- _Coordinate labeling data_
--- begin ---
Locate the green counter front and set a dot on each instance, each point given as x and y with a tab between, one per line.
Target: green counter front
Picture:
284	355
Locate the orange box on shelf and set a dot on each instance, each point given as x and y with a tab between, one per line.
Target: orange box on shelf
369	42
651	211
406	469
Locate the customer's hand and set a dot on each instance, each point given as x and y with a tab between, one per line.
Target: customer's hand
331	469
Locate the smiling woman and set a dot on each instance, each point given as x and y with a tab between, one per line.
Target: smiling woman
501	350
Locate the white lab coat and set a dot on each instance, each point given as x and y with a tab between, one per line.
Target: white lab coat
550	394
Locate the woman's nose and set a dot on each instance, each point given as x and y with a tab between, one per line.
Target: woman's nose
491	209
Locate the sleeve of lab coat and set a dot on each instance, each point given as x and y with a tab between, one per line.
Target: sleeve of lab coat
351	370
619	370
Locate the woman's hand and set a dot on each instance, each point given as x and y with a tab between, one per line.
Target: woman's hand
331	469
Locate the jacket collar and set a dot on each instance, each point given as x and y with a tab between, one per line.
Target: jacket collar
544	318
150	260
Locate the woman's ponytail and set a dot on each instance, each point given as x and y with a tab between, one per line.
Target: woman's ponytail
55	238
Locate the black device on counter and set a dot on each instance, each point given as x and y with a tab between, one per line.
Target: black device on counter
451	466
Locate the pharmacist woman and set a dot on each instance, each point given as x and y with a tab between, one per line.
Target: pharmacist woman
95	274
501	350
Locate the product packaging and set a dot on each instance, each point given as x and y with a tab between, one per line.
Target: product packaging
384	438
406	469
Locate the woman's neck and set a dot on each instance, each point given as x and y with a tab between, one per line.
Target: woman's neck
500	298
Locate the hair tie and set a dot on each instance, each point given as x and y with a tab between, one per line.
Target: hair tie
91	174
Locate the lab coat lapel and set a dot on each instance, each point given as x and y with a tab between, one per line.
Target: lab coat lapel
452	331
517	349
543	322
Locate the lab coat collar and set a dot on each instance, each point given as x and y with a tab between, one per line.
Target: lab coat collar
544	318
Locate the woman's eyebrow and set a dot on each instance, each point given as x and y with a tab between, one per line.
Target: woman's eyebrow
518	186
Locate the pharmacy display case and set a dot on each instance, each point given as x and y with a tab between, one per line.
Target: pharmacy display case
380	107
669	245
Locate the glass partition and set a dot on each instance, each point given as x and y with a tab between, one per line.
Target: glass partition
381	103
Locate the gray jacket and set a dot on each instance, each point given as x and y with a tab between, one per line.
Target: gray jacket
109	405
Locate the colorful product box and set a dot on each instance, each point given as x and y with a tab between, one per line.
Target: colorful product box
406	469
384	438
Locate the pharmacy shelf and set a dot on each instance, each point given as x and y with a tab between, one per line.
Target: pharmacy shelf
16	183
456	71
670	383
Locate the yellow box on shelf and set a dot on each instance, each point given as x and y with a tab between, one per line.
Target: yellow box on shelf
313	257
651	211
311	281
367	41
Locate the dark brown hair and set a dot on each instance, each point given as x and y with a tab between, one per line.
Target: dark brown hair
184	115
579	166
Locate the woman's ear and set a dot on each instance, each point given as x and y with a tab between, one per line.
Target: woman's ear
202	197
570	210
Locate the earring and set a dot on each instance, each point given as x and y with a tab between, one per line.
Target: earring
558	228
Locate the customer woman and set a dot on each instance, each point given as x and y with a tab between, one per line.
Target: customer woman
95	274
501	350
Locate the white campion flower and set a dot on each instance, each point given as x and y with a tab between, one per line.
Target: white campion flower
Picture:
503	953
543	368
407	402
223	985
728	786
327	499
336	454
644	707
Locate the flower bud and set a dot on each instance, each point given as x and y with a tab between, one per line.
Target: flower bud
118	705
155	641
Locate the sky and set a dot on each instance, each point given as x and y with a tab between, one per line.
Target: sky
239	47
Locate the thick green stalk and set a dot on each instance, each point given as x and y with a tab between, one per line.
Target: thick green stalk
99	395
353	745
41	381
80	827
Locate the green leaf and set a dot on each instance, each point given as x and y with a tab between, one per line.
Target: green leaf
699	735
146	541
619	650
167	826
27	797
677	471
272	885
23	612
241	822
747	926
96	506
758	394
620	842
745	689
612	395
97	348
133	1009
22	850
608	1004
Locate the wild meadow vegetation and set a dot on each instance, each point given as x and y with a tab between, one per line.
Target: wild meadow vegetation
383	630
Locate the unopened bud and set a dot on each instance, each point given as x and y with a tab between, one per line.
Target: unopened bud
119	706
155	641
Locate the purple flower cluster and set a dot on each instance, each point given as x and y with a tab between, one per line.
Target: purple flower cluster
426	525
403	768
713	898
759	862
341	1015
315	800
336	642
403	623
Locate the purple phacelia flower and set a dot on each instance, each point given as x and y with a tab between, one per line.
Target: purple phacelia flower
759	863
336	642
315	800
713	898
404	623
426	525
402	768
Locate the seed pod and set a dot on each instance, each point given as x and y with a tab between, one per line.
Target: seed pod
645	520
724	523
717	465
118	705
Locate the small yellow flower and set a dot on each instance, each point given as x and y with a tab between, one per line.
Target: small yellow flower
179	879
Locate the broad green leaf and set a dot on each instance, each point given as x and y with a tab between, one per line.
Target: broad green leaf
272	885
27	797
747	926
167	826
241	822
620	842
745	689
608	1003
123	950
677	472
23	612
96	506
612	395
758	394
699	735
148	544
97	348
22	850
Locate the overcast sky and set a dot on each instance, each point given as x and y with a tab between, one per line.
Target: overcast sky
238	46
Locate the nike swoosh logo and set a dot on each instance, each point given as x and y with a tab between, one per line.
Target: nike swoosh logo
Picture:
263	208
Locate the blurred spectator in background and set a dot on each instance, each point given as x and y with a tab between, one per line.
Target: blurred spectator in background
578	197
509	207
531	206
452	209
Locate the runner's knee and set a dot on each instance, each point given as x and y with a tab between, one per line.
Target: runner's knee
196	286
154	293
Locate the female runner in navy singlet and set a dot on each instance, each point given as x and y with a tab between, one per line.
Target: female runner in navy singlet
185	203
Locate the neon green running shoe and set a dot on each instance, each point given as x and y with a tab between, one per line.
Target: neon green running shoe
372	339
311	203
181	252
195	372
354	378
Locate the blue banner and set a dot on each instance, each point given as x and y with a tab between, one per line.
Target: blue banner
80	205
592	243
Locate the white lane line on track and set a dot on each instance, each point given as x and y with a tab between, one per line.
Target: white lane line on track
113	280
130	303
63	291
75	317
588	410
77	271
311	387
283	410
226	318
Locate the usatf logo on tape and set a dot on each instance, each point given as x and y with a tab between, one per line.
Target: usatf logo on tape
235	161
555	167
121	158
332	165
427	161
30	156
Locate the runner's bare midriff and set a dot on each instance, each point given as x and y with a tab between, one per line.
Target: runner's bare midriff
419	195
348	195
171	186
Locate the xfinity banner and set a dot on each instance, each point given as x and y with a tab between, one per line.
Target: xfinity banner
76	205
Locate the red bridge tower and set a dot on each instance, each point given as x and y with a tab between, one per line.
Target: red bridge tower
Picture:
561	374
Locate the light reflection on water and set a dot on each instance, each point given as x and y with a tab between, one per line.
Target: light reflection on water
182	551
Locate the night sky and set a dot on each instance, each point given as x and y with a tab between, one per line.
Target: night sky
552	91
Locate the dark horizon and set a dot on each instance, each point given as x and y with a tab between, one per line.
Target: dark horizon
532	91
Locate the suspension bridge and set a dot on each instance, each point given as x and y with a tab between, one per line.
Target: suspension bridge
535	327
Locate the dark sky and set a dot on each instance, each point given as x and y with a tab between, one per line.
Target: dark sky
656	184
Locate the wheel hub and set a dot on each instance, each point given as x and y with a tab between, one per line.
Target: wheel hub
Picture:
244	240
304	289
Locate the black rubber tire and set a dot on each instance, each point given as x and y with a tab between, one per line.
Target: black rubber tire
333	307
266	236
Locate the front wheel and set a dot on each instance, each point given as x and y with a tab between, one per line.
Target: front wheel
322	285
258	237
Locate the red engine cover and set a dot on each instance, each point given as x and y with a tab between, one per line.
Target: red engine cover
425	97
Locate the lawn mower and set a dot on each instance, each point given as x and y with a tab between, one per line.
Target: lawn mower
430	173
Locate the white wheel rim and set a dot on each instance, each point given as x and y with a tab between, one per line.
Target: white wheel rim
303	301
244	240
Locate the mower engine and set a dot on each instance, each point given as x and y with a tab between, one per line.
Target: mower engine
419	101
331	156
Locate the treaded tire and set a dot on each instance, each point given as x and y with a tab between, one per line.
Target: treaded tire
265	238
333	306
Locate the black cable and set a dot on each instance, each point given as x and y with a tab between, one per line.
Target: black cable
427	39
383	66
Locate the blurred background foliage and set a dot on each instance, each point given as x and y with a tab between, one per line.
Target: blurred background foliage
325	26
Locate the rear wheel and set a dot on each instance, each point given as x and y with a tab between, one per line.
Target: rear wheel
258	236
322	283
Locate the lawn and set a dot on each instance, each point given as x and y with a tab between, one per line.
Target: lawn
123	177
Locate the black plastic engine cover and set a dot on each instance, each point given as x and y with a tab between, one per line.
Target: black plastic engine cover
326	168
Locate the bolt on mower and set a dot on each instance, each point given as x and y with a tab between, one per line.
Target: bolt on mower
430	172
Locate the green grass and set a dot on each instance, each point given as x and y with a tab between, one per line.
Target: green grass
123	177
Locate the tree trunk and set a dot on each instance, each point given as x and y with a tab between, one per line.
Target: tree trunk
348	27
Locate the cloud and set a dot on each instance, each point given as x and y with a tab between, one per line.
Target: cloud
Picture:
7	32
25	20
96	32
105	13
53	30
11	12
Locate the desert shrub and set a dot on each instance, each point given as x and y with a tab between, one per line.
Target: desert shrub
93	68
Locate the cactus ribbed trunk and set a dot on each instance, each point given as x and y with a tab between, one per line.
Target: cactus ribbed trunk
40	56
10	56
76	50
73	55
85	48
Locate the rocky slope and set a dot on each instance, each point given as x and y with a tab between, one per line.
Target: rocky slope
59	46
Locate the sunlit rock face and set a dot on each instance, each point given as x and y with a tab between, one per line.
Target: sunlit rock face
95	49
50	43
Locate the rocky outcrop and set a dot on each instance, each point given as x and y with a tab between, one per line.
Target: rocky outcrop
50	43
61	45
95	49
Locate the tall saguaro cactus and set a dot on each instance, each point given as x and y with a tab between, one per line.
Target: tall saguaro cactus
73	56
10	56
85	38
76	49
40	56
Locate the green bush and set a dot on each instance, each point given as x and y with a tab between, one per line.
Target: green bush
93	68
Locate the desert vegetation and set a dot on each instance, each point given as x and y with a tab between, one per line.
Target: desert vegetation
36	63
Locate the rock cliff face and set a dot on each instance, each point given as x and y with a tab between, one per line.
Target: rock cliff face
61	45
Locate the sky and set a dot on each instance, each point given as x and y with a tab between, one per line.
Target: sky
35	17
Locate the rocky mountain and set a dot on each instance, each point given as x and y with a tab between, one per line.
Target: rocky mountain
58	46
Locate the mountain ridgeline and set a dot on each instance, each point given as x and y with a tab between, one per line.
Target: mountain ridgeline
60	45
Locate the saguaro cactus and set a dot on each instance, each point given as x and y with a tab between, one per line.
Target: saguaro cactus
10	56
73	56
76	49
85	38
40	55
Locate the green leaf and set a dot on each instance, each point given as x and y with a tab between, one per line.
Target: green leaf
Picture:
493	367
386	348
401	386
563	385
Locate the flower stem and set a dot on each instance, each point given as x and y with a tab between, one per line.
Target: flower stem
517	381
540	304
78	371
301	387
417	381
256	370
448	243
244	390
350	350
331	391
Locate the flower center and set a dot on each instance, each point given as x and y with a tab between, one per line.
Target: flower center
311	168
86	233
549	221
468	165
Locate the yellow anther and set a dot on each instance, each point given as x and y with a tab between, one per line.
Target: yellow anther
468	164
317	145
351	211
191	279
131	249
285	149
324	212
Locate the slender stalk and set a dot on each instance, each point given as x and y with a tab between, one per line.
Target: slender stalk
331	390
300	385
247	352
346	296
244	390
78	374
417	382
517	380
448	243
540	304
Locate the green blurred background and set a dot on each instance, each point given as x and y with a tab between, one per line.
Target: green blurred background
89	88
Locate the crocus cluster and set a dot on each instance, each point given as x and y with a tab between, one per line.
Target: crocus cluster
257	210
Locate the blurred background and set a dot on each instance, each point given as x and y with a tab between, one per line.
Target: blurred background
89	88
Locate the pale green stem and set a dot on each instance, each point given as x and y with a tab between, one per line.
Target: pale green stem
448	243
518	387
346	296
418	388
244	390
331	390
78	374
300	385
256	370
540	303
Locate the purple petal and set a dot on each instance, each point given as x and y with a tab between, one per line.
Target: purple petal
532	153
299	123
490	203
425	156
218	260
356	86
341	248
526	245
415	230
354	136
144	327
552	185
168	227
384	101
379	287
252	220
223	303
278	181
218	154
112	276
--- end ---
- _PROBLEM DETAILS_
Copy out the lines from the line containing "Locate the blurred background and" to the end of the listing above, without alteration.

- _TASK SOLUTION_
Locate the blurred background and set a dot on each instance, each point given as x and y with a tab between, one per line.
Target: blurred background
89	88
Locate the pale green stem and set a dot on each instance, each point given as x and y with a tab between, one per line.
Target: pale green stem
448	243
518	387
346	296
418	388
244	390
331	390
78	374
300	385
256	370
540	303
Locate the purple petal and set a dot on each instance, each point given as x and y with a tab between, one per line.
Target: purple petal
532	153
299	123
490	203
425	156
218	260
356	86
341	248
526	245
415	230
354	136
144	327
552	185
168	227
384	101
379	287
252	220
223	303
278	181
218	154
112	276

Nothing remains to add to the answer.